## [Natural-language object grounding data]
════════════════

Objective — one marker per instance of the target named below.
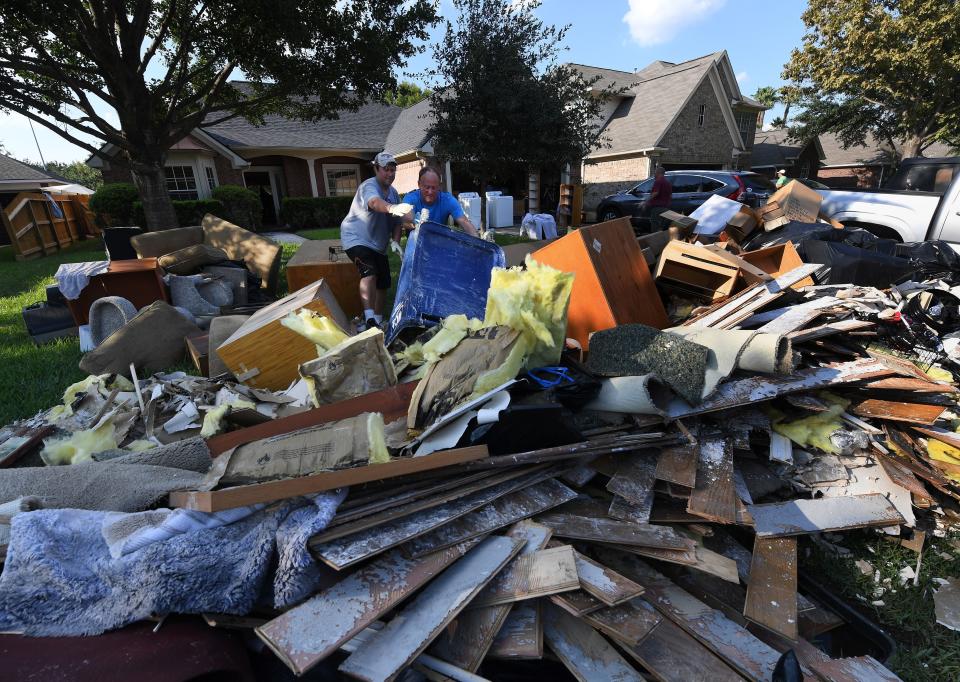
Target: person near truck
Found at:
(373, 225)
(659, 200)
(439, 205)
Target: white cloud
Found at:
(653, 22)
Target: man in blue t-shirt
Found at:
(440, 205)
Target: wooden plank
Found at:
(604, 583)
(626, 623)
(715, 497)
(350, 549)
(499, 513)
(468, 639)
(521, 636)
(411, 631)
(634, 513)
(271, 491)
(745, 653)
(756, 389)
(585, 653)
(542, 573)
(678, 464)
(308, 633)
(772, 590)
(609, 530)
(798, 517)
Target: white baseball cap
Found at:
(384, 159)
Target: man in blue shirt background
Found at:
(440, 205)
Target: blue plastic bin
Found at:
(443, 273)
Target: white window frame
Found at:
(355, 167)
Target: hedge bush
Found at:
(302, 213)
(241, 206)
(114, 205)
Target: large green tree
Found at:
(164, 67)
(887, 68)
(500, 99)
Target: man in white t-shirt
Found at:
(373, 223)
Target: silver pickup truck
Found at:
(921, 202)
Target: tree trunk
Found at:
(158, 210)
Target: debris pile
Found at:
(609, 472)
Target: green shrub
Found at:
(241, 206)
(114, 205)
(302, 213)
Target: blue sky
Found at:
(616, 34)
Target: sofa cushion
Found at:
(259, 254)
(191, 259)
(161, 242)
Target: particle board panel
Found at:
(914, 413)
(626, 623)
(715, 496)
(308, 633)
(351, 549)
(678, 464)
(468, 639)
(609, 530)
(521, 636)
(540, 574)
(265, 354)
(521, 504)
(411, 631)
(739, 648)
(270, 491)
(798, 517)
(772, 589)
(585, 653)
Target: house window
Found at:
(341, 180)
(181, 182)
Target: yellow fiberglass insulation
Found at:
(534, 302)
(321, 330)
(81, 446)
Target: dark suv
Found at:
(690, 189)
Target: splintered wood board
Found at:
(308, 633)
(411, 631)
(798, 517)
(914, 413)
(468, 639)
(772, 590)
(715, 496)
(521, 635)
(626, 623)
(756, 389)
(609, 530)
(678, 464)
(271, 491)
(542, 573)
(745, 653)
(622, 510)
(585, 653)
(604, 583)
(634, 478)
(499, 513)
(351, 549)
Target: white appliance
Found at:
(470, 202)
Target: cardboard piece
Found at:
(264, 354)
(612, 283)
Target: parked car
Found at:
(922, 201)
(690, 189)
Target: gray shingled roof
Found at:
(409, 132)
(11, 170)
(366, 128)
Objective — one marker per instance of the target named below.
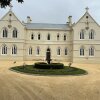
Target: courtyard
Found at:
(17, 86)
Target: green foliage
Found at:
(42, 65)
(5, 3)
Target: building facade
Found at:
(70, 42)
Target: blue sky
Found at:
(54, 11)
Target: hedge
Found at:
(43, 65)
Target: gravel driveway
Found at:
(16, 86)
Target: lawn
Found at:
(30, 69)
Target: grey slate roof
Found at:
(47, 26)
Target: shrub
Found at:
(43, 65)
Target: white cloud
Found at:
(54, 11)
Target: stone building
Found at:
(70, 42)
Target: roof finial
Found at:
(10, 7)
(87, 9)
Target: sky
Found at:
(53, 11)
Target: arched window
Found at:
(58, 36)
(15, 33)
(5, 33)
(91, 34)
(66, 51)
(38, 51)
(39, 36)
(32, 37)
(48, 37)
(82, 34)
(30, 51)
(14, 50)
(65, 37)
(91, 51)
(58, 51)
(82, 51)
(4, 49)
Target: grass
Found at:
(66, 71)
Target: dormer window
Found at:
(91, 34)
(5, 33)
(82, 34)
(48, 37)
(87, 17)
(14, 33)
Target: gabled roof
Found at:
(86, 13)
(47, 26)
(10, 11)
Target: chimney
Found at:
(70, 20)
(28, 19)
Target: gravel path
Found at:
(16, 86)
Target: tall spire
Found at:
(87, 9)
(10, 7)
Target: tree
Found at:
(5, 3)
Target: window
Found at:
(82, 34)
(58, 36)
(66, 52)
(4, 49)
(32, 37)
(14, 33)
(30, 51)
(91, 34)
(39, 36)
(14, 50)
(48, 37)
(58, 51)
(91, 51)
(38, 51)
(81, 51)
(5, 33)
(65, 37)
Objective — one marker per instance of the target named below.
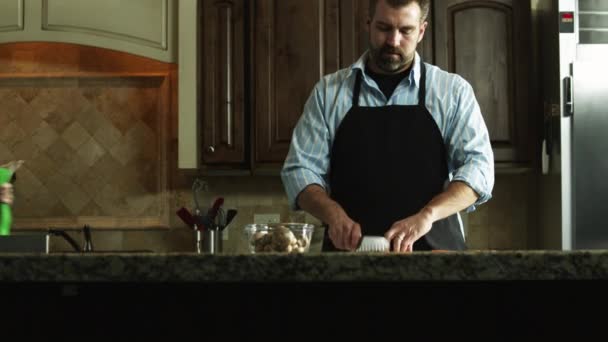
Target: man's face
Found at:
(393, 36)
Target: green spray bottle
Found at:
(6, 215)
(7, 175)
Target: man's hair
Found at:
(424, 6)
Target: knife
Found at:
(213, 211)
(370, 243)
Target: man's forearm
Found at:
(315, 200)
(456, 197)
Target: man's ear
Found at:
(422, 30)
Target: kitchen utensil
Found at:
(197, 186)
(215, 208)
(186, 217)
(88, 241)
(373, 244)
(211, 241)
(279, 237)
(230, 214)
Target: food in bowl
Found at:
(279, 237)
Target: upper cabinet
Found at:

════════════════

## [EXERCISE GOAL]
All lines above from the one containing "Target: grey slate roof" to the one containing "Target: window" must be repeated exactly, both lines included, and no others.

## [RESPONSE BELOW]
Target: grey slate roof
Found at:
(47, 26)
Target: shrub
Found at:
(43, 65)
Target: white cloud
Found at:
(54, 11)
Target: stone building
Found at:
(70, 42)
Target: roof finial
Found at:
(10, 7)
(87, 9)
Target: sky
Found at:
(53, 11)
Target: arched window
Found at:
(58, 36)
(15, 33)
(5, 33)
(91, 34)
(66, 51)
(38, 51)
(39, 36)
(32, 37)
(48, 37)
(82, 34)
(30, 51)
(14, 50)
(65, 37)
(91, 51)
(58, 51)
(82, 51)
(4, 49)
Target: grass
Found at:
(66, 71)
Target: dormer window
Found at:
(91, 34)
(5, 33)
(82, 34)
(48, 37)
(87, 17)
(14, 33)
Target: gabled roof
Found at:
(86, 13)
(47, 26)
(10, 11)
Target: chimney
Found at:
(70, 20)
(28, 19)
Target: gravel path
Found at:
(16, 86)
Target: tall spire
Found at:
(87, 9)
(10, 7)
Target: tree
Found at:
(5, 3)
Target: window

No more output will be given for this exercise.